> [Data for the task]
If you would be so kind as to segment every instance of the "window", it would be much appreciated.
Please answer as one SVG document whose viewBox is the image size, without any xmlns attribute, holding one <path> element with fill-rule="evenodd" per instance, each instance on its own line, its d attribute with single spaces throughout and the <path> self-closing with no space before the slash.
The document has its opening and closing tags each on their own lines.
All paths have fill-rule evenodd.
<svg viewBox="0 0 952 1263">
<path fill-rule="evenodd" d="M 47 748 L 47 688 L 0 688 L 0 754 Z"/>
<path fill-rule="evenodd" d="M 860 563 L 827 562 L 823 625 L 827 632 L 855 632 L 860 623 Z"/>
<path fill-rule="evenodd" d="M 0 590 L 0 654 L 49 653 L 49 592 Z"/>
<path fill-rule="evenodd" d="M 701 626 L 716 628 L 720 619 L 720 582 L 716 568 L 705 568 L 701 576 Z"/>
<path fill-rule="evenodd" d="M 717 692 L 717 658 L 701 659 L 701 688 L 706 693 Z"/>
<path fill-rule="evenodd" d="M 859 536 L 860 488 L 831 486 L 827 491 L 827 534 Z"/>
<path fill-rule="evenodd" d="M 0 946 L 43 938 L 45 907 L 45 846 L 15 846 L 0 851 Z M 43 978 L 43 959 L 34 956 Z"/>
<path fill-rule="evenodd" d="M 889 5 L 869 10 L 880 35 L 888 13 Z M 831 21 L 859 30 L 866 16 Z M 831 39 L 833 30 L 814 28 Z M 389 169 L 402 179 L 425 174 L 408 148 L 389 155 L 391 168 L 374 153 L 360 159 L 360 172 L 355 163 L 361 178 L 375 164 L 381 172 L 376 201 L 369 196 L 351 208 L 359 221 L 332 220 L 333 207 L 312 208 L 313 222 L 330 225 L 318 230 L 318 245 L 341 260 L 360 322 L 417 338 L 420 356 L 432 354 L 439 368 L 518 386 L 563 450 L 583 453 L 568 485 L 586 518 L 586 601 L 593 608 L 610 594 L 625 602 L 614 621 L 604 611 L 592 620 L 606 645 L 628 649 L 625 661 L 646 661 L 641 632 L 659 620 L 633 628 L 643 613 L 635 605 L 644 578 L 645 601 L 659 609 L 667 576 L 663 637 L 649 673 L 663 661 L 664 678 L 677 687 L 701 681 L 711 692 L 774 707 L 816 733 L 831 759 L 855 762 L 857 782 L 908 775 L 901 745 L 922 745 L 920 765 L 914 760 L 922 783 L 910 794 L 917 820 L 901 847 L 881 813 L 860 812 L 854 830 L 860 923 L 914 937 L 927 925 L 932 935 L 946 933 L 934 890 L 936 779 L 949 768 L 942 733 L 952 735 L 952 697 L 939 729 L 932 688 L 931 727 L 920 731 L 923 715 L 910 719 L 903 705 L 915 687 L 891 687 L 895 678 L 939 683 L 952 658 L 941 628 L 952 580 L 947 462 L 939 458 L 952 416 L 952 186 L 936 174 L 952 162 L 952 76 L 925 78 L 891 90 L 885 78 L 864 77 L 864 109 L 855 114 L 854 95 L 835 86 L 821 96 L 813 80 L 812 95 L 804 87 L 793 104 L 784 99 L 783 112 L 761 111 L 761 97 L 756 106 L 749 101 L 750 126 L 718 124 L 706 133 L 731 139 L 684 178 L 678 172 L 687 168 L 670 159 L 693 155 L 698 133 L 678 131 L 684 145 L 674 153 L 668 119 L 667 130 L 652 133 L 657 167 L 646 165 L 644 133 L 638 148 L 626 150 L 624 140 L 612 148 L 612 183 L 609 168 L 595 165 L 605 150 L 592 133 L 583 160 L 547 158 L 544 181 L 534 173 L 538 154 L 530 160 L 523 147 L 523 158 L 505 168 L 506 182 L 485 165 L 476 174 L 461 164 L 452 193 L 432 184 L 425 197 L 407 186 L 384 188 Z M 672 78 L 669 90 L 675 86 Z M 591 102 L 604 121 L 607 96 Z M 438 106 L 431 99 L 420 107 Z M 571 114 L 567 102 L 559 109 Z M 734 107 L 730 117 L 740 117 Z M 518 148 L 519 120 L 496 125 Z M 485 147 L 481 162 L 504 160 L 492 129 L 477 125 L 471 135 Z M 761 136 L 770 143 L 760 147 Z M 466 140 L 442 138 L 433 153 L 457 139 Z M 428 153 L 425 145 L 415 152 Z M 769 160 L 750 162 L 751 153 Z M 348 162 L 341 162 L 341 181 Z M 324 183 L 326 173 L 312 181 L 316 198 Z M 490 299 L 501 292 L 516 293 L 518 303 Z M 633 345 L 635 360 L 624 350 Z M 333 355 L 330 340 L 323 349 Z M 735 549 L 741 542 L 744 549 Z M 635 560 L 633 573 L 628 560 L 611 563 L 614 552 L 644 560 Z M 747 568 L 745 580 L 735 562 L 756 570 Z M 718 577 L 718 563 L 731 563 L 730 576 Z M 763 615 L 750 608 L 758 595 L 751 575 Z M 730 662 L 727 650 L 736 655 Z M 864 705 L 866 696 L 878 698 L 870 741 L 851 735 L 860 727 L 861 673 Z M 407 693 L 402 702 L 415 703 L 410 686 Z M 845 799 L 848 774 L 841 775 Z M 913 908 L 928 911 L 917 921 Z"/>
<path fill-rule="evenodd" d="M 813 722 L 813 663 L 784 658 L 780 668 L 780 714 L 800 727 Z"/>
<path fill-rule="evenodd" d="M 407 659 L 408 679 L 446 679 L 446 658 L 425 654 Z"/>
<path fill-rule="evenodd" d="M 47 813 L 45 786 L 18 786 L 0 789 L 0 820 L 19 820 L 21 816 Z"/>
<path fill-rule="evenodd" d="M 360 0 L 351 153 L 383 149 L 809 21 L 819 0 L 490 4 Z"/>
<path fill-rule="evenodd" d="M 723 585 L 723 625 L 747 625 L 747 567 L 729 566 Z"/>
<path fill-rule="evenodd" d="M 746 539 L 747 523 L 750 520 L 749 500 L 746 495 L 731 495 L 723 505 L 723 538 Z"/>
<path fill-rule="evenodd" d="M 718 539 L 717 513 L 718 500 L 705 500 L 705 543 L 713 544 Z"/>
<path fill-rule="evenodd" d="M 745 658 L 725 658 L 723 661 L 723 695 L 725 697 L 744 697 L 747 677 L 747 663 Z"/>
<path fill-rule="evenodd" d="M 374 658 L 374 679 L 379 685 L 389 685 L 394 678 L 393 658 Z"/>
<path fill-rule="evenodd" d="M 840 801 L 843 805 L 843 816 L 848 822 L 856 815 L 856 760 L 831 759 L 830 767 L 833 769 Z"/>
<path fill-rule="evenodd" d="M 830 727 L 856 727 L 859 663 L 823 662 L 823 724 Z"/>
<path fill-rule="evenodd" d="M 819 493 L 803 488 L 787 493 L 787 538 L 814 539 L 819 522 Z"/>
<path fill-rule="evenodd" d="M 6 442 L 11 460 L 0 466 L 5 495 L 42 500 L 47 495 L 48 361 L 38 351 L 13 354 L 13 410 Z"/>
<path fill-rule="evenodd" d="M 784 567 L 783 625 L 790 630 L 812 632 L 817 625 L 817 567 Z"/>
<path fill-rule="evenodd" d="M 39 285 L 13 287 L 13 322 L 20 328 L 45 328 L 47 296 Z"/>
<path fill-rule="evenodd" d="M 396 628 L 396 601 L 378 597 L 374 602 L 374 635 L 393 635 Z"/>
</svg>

> [Directions for this task] Rewrite the lines from the very first one through the line containing "946 L 43 938" as a numbered list, leaving out any blank lines.

> [Solved problem]
1. If you would be so kind as to segment every instance of the "window", it would be much appreciated.
2. Please answer as one SVG document whose viewBox is the image size, without any xmlns attribute, holding one <path> element with fill-rule="evenodd" per instance, each instance on its own line, its d attribute with single spaces throughout and the <path> self-closing with no space before the slash.
3. The document has its opening and closing tags each on their own lines.
4. All paths have fill-rule evenodd.
5. <svg viewBox="0 0 952 1263">
6. <path fill-rule="evenodd" d="M 47 748 L 47 688 L 0 688 L 0 754 Z"/>
7. <path fill-rule="evenodd" d="M 860 563 L 827 562 L 823 625 L 827 632 L 855 632 L 860 623 Z"/>
8. <path fill-rule="evenodd" d="M 0 590 L 0 654 L 49 653 L 49 592 Z"/>
9. <path fill-rule="evenodd" d="M 701 626 L 716 628 L 720 619 L 720 582 L 716 568 L 705 568 L 701 576 Z"/>
10. <path fill-rule="evenodd" d="M 717 692 L 717 658 L 701 659 L 701 688 L 706 693 Z"/>
11. <path fill-rule="evenodd" d="M 859 536 L 860 488 L 831 486 L 827 491 L 827 534 Z"/>
12. <path fill-rule="evenodd" d="M 0 946 L 43 938 L 45 907 L 45 846 L 15 846 L 0 851 Z M 43 978 L 43 959 L 34 956 Z"/>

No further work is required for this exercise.